SOURCE DOCUMENT »
┏━━

- SR 189 highlighted in red

Route information
- Maintained by TDOT
- Length: 5.5 mi (8.9 km)
- Existed: July 1, 1983–present

Major junctions
- South end: SR 88 in Maury City
- North end: US 412 in Friendship

Location
- Country: United States
- State: Tennessee
- Counties: Crockett

Highway system
- Tennessee State Routes; Interstate; US; State;
| ← SR 188 |  | → SR 190 |

= Tennessee State Route 189 =

State highway in Tennessee, United States

State Route 189 (SR 189) is a short 5.5 mi north–south state highway in Crockett County, Tennessee, connecting the towns of Maury City and Friendship.

==Route description==

SR 189 begins at a Y-intersection with SR 88 in the eastern part of Maury City. It passes through neighborhoods as it heads northwest, then north, to bypass downtown. The highway then leaves Maury City and heads through farmland and rural areas to have an intersection with Reynolds Road, a connector to SR 152. SR 189 continues north through farmland to enter the Friendship city limits, where it comes to an end at an interchange with US 412/SR 20. The highway continues north into downtown, and beyond, as Highway 189, even though this is not maintained by TDOT as SR 189. The entire route of SR 189 is a two-lane highway.

┗━━

TASK INSTRUCTIONS »
- a) Summarize the State Route 189 text in two sentences.
- b) Please repeat the passage of the State Route 189 text starting at "State Route 189 (SR" and ending at "a two-lane highway.".

SUPPLIED MATERIAL »
┏━━

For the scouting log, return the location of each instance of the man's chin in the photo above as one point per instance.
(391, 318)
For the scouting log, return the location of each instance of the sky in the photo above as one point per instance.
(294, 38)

┗━━

EXERCISE RESPONSES »
- a) State Route 189 is a 5.5-mile north–south state highway in Crockett County, Tennessee, running from a Y-intersection with SR 88 in Maury City to an interchange with US 412/SR 20 in Friendship. Along the way it bypasses downtown Maury City, passes through farmland and rural areas, and meets Reynolds Road, and it is a two-lane highway along its entire route.

- b)
State Route 189 (SR 189) is a short 5.5 mi north–south state highway in Crockett County, Tennessee, connecting the towns of Maury City and Friendship.

==Route description==

SR 189 begins at a Y-intersection with SR 88 in the eastern part of Maury City. It passes through neighborhoods as it heads northwest, then north, to bypass downtown. The highway then leaves Maury City and heads through farmland and rural areas to have an intersection with Reynolds Road, a connector to SR 152. SR 189 continues north through farmland to enter the Friendship city limits, where it comes to an end at an interchange with US 412/SR 20. The highway continues north into downtown, and beyond, as Highway 189, even though this is not maintained by TDOT as SR 189. The entire route of SR 189 is a two-lane highway.